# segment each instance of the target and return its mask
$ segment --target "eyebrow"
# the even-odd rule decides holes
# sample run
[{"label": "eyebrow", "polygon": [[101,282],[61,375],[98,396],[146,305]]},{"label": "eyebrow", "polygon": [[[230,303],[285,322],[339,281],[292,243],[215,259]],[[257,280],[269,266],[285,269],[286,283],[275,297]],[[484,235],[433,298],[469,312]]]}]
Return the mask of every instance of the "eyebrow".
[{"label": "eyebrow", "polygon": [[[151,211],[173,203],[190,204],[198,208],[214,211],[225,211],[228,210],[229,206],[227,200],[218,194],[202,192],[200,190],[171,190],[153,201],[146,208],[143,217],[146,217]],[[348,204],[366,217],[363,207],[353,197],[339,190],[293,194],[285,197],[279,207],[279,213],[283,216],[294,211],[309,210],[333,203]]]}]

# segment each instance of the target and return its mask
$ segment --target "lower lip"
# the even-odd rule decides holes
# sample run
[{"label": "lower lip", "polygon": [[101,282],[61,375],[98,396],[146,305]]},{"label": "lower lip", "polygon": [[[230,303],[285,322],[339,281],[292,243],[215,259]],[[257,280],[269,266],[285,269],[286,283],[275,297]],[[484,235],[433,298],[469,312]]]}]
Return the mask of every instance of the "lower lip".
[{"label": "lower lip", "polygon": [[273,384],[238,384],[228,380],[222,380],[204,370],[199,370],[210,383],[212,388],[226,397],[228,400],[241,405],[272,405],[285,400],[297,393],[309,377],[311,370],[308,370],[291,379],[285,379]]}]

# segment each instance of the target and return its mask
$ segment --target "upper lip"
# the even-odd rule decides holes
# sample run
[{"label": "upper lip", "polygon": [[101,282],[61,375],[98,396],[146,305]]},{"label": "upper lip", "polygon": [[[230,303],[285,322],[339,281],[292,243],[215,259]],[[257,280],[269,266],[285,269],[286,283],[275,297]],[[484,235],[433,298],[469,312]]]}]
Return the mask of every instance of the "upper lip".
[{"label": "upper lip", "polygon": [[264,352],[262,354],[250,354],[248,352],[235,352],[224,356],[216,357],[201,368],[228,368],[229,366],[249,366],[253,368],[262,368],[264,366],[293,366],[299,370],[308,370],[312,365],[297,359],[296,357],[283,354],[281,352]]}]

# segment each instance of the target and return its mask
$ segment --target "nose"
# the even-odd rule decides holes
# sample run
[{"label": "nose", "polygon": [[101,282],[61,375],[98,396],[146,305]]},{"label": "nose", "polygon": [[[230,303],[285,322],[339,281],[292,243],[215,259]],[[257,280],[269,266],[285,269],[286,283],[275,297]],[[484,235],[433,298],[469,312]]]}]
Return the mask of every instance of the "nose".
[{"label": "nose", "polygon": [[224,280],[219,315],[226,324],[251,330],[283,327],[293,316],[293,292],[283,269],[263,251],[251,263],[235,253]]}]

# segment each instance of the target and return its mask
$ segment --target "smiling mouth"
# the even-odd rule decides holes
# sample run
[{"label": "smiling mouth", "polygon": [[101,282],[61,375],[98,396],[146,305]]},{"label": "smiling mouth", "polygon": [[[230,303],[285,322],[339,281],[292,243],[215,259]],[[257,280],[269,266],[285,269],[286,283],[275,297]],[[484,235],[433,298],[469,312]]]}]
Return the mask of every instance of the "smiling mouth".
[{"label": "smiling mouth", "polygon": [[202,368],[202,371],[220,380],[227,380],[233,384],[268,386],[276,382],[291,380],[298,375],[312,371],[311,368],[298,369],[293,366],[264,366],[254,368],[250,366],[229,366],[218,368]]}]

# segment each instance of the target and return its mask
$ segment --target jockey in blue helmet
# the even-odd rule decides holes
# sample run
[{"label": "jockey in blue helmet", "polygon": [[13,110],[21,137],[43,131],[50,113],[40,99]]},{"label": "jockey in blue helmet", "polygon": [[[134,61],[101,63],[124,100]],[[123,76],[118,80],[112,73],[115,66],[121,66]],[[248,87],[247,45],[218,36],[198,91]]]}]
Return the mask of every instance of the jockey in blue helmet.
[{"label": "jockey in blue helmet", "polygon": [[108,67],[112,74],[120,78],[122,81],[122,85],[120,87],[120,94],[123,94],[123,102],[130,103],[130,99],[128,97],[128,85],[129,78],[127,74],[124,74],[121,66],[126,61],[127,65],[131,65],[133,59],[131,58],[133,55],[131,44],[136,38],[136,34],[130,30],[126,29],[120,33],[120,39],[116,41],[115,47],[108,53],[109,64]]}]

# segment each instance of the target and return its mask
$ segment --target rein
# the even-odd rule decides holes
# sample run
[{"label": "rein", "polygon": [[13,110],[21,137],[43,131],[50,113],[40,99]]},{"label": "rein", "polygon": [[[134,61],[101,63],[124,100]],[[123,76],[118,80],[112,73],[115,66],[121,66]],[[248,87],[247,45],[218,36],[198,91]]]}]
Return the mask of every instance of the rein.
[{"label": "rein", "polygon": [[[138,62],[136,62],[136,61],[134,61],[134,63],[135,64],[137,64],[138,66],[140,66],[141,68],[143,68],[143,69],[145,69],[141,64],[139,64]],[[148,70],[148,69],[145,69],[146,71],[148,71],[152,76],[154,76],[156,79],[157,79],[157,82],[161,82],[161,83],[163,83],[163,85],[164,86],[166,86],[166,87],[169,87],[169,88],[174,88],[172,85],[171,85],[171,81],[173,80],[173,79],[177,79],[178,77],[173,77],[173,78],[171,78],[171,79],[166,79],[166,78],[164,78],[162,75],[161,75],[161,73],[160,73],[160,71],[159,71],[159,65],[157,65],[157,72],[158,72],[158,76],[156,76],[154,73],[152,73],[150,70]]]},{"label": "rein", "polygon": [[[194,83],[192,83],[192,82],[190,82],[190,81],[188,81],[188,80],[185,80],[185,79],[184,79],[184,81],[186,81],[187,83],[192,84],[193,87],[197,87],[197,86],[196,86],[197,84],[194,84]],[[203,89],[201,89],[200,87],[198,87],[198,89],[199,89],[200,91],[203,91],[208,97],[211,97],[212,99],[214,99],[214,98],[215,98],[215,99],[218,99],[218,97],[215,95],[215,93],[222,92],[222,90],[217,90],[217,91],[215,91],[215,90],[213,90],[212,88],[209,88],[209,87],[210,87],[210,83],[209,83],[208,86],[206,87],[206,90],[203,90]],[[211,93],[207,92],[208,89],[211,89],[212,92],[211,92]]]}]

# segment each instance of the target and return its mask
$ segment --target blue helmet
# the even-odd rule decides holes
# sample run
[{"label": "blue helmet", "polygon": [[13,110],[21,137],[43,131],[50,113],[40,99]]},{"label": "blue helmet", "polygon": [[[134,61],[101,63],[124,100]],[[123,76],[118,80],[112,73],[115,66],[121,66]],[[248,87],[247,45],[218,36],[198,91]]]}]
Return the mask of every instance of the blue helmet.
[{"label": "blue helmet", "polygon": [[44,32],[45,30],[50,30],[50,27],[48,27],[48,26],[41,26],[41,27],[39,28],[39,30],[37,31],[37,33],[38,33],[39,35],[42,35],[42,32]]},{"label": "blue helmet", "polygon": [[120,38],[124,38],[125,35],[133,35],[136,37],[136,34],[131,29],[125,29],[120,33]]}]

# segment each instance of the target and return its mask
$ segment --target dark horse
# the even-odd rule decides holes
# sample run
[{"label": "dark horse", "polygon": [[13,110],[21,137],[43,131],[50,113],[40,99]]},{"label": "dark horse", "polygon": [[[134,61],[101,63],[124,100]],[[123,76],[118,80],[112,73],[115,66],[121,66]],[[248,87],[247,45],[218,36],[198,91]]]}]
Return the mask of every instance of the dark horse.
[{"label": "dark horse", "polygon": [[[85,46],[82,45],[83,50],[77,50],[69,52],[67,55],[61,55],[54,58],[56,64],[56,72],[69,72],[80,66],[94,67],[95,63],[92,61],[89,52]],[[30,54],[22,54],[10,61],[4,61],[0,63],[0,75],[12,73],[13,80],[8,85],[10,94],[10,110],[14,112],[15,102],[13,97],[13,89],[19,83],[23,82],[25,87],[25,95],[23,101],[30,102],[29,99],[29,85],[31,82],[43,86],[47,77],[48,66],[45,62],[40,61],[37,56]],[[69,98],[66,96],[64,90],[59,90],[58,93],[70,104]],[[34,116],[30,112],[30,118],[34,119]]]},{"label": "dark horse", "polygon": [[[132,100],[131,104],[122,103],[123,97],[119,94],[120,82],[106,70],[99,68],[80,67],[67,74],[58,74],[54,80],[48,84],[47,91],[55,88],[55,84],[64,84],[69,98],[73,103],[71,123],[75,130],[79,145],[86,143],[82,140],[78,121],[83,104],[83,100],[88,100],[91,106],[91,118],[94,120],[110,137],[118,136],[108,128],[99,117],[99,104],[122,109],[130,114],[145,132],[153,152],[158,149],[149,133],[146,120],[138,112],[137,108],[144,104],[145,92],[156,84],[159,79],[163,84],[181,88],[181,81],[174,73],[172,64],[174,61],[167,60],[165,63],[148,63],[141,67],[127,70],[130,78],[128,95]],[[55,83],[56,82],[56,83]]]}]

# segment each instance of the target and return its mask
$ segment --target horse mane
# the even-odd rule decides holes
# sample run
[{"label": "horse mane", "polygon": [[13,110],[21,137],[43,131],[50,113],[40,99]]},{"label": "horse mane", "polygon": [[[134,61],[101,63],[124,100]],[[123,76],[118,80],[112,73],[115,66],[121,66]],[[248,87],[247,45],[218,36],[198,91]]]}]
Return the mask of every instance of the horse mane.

### TASK STATEMENT
What is the number of lines in the records that include "mane"? Answer with that number alone.

### ANSWER FOR THE TASK
3